Directions >> Below are records to write out exactly; drop the pictures when you do.

Records for the exercise >>
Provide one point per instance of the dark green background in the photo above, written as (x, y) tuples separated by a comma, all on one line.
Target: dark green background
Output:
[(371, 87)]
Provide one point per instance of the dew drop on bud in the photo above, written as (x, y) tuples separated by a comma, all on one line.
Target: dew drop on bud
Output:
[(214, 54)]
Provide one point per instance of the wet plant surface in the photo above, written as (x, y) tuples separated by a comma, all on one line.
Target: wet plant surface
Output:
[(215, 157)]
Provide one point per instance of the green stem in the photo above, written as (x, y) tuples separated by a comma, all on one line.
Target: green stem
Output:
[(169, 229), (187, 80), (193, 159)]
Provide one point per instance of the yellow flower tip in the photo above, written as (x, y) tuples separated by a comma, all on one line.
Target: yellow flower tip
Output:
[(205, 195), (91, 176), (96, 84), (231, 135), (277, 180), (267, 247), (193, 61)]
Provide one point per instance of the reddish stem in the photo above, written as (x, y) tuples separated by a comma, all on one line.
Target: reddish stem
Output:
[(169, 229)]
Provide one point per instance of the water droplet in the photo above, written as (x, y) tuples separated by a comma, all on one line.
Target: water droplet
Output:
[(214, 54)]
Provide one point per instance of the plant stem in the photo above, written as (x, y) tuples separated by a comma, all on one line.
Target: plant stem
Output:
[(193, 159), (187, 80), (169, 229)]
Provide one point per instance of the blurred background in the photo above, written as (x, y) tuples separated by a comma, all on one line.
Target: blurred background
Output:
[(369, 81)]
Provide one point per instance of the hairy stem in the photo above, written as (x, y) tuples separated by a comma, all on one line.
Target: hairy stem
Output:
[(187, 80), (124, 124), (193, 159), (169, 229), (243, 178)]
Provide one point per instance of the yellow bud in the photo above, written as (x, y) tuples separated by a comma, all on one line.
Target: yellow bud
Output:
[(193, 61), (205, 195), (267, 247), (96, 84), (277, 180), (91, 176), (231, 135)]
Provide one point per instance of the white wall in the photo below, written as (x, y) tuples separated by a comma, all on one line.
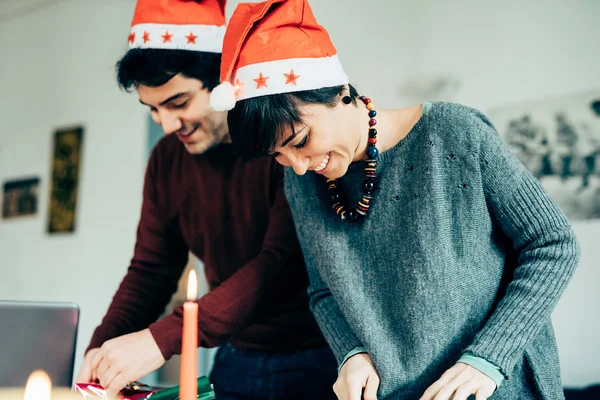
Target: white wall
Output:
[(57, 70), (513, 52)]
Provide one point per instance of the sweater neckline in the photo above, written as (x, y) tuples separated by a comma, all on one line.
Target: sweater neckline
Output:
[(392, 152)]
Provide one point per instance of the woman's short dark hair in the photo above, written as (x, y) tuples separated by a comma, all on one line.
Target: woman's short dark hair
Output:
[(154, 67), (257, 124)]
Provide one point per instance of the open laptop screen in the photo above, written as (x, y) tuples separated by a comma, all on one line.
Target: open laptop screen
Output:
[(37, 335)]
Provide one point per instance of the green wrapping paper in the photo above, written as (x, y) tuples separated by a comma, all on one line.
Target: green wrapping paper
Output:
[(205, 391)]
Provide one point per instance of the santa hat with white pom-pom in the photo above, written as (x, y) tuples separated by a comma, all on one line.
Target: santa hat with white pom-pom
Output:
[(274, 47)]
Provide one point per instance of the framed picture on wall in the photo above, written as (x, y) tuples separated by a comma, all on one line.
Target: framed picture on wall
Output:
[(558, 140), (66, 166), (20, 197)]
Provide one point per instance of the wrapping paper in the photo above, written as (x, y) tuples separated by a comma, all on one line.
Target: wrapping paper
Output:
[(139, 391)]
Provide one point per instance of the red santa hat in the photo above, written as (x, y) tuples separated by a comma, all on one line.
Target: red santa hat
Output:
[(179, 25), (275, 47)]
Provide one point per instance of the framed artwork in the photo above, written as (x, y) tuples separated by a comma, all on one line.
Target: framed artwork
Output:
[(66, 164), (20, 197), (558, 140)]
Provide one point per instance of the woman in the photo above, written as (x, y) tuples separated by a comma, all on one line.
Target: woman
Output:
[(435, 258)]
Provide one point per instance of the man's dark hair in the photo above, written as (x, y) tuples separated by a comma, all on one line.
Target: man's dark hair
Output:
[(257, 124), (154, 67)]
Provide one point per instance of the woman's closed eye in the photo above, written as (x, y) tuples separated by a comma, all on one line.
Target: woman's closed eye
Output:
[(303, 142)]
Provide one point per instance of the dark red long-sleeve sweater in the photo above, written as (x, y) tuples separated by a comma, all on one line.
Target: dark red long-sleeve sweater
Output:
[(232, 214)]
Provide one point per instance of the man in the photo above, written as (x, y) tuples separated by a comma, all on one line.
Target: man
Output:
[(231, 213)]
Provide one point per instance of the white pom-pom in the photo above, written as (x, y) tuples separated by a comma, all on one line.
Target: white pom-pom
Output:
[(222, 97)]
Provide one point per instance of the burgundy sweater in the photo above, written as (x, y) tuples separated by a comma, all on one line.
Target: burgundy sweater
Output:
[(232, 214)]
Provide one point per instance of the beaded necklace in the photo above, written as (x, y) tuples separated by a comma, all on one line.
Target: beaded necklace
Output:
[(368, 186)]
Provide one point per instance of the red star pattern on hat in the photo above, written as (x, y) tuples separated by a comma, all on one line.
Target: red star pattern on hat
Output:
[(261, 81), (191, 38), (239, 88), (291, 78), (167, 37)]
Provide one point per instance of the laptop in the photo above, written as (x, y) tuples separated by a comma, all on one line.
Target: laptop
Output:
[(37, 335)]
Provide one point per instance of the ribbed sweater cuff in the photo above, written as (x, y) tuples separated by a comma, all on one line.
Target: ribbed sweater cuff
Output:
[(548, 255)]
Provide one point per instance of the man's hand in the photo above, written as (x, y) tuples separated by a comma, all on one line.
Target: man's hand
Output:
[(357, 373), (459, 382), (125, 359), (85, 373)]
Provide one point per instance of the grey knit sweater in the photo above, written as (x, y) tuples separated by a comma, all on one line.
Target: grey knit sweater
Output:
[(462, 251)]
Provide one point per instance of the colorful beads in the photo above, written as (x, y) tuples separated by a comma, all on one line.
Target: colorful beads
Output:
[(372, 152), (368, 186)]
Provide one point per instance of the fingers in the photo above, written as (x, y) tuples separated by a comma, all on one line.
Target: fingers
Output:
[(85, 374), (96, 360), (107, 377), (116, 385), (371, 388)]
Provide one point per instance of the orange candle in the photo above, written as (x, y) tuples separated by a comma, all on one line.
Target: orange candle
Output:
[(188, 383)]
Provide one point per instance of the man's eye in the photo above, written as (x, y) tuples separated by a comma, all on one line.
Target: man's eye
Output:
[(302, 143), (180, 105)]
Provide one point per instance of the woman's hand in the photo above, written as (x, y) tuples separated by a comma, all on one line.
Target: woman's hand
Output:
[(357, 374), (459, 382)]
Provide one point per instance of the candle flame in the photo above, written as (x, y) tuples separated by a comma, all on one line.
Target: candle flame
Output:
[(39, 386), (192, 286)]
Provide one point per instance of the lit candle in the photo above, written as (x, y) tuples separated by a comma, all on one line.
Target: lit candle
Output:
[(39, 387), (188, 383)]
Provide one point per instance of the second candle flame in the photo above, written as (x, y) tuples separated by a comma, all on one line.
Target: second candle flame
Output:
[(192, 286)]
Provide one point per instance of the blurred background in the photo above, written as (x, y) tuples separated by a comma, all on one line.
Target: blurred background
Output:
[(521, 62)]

Your solution >>
Provide one point per instance of the dark green background in the photo above, written as (x, y) tuples separated by a comma, all on one line.
Target: dark green background
Output:
[(371, 87)]
Provide one point per instance of the dew drop on bud in the photo above, written as (x, y) tuples separated by a comma, all on one line.
Target: dew drop on bud
Output:
[(214, 54)]
Provide one point per instance of the wet plant surface in the photo above, written as (x, y) tuples separated by a comma, all on one line.
Target: wet plant surface
Output:
[(215, 157)]
Provide one point per instance of the green stem in the photo above, written as (x, y) tuples separated by a comma, all on one line.
Target: green stem
Output:
[(169, 229), (187, 80), (193, 159)]
Provide one point per instance of the yellow flower tip in the photo above, written as (x, y) tuples separated by a comma, all on one line.
Target: yellow flower tip
Output:
[(205, 195), (91, 176), (96, 84), (231, 135), (277, 180), (267, 247), (193, 61)]
Provide one point per instance of the reddish stem in the photo above, written as (x, y) tuples separated by a comma, all on one line.
Target: reddish stem
Output:
[(169, 229)]
Provide one point per instance of the water droplet in the photo above, written as (x, y) tuples separated by a comma, all on one line.
Target: water droplet
Output:
[(214, 54)]
Provide one point per instance of the plant stem in the photo above, written as (x, y) tuples separated by a comma, all on one line.
Target: plant stem
Output:
[(193, 159), (187, 80), (169, 229)]
Provide one point per instance of the blurred background in the photo above, written as (x, y) tuples separated by a comma, all on one line.
Target: blurred background
Output:
[(369, 81)]
Provide one point per instance of the hairy stem in the photo above, written as (x, y) tuples separated by a comma, all on one line.
Target: hairy stem
Output:
[(187, 80), (124, 124), (193, 159), (169, 229), (243, 178)]
Provide one point per instance of the yellow bud in the photo above, written as (x, y) tuples separated by a comma, all on one line.
Target: yellow bud
Output:
[(193, 61), (205, 195), (267, 247), (96, 84), (277, 180), (91, 176), (231, 135)]
Provide one point per instance of the white wall in the photo below, written as (x, y) tuples separated by a comma, all on one line.
Target: white wall
Output:
[(57, 70), (513, 52)]
Provide one point per instance of the sweater neckline in the photo above, written as (x, y) tuples separated by a comma, all on one line.
Target: sweater neckline
Output:
[(392, 152)]
Provide one point per instance of the woman's short dark hair in the photo above, written as (x, y) tuples separated by a comma, all on one line.
Target: woman's short dark hair
Output:
[(154, 67), (257, 124)]
Provide one point per instance of the open laptop screen in the photo above, written as (x, y) tuples separated by a comma, all on one line.
Target: open laptop screen
Output:
[(37, 335)]
Provide one point per instance of the green wrapping paper in the photo above, written as (x, y) tuples separated by a comma, all on one line.
Target: green wrapping paper
Output:
[(205, 391)]
Provide one point per instance of the santa hat with white pom-pom in the photo above, written as (x, y) tuples separated by a comma, all on one line.
Target: santa hat with white pom-pom
Output:
[(274, 47)]
Provide one point per instance of the framed picture on wall in the photo above, written as (x, y) tuples separated by a comma, all on one line.
Target: framed picture on wall
Output:
[(558, 140), (66, 166), (20, 197)]
Provide one point per instance of the wrapping paper in the photo above, written as (x, y) tuples separated by a comma, all on one line.
Target: wrapping paper
Output:
[(139, 391)]
Provide one point per instance of the red santa hat in the photo above, written as (x, y) tuples separated by a comma, all on one line.
Target: red santa hat
Output:
[(179, 25), (275, 47)]
Provide one point per instance of the framed artwork in the photo above, written as (x, y) tuples separated by a comma, all on one line.
Target: framed artwork
Output:
[(66, 164), (20, 197), (558, 140)]
Provide one point per instance of the woman in the photo above, written as (x, y) tuples separated by a comma, all on one line.
Target: woman
Output:
[(435, 258)]
Provide one point per instance of the man's dark hair in the photo above, written as (x, y) tuples separated by a comma, all on one line.
Target: man's dark hair
Output:
[(257, 124), (154, 67)]
Provide one point per instance of the woman's closed eye in the photo above, written as (x, y) tuples separated by a comma, all on one line.
Target: woman's closed eye
Output:
[(303, 142)]
Provide one point per instance of the dark red long-sleeve sweater in the photo above, written as (x, y) tuples separated by a comma, all on one line.
Target: dark red long-sleeve sweater
Output:
[(232, 214)]
Provide one point per instance of the man in the photo above, written as (x, y) tuples separated by a comma, all on one line.
Target: man
Output:
[(231, 213)]
Provide one point per instance of the white pom-pom in the photo above, written as (x, y) tuples separated by a comma, all on one line.
Target: white pom-pom
Output:
[(222, 97)]
Provide one point per instance of the burgundy sweater in the photo above, written as (x, y) tuples separated by a comma, all on one line.
Target: burgundy sweater
Output:
[(232, 214)]
Provide one point per instance of the beaded necklace in the photo above, written as (x, y) tuples separated by a comma, all on one line.
Target: beaded necklace
Output:
[(368, 186)]
Provide one point per instance of the red star pattern on hat in the photo above, written as (x, y) tuples separated by a comma, all on one line.
Target: red star pattern on hat
Output:
[(261, 81), (191, 38), (239, 88), (291, 78), (167, 37)]
Provide one point per instance of the laptop in the photo above, written as (x, y) tuples separated by a comma, all on one line.
Target: laptop
Output:
[(37, 335)]
Provide one point per instance of the ribbed sweater cuff in the photo above, written as (x, y) tuples separated by a comma, all on one line.
Target: ribbed sweater cuff
Output:
[(548, 255)]
Provide one point per instance of the man's hand in the photo above, written as (x, y) tuples separated by a comma, all on one line.
Target: man's hand
Output:
[(357, 373), (459, 382), (125, 359), (85, 373)]
Provide one point per instance of the grey knit sweater in the photo above, written as (x, y) tuples separated by a comma, all on one line.
Target: grey knit sweater
Output:
[(462, 251)]
Provide one point per instance of the colorful beads in the photo above, written as (x, y) tuples separated by a comma, all on one line.
Target: colorful beads
Output:
[(372, 152), (368, 186)]
Provide one point per instance of the fingers in the photo above, written as (x, y) tuples separated by a comma, all on one line.
Target: fingers
Output:
[(85, 374), (96, 360), (107, 377), (116, 385), (371, 388)]
Provide one point per instance of the orange candle in the photo above, written as (x, y) tuples separated by a comma, all on one line.
Target: orange candle
Output:
[(188, 383)]
Provide one point per instance of the man's eye in the photo above, written as (x, y) tuples separated by a comma, all on one line.
Target: man's eye
Output:
[(302, 143), (180, 105)]
Provide one point per instance of the woman's hand in the photo above, written as (x, y) tuples separated by a comma, all on one line.
Target: woman's hand
Output:
[(357, 374), (459, 382)]
Provide one point per instance of the candle flame in the photo above, written as (x, y) tuples separated by a comma, all on one line.
Target: candle flame
Output:
[(39, 386), (192, 286)]
Provide one point per instance of the lit candle in the photo above, written as (x, y) tuples separated by a comma, all on one line.
Target: lit candle
Output:
[(39, 387), (188, 383)]
Provide one point per instance of the second candle flame in the photo above, written as (x, y) tuples separated by a comma, all on one line.
Target: second candle flame
Output:
[(192, 286)]
Provide one point per instance of the blurred background in the photo above, written as (x, y) tuples separated by a comma, all on one line.
Target: blurred background
Output:
[(521, 62)]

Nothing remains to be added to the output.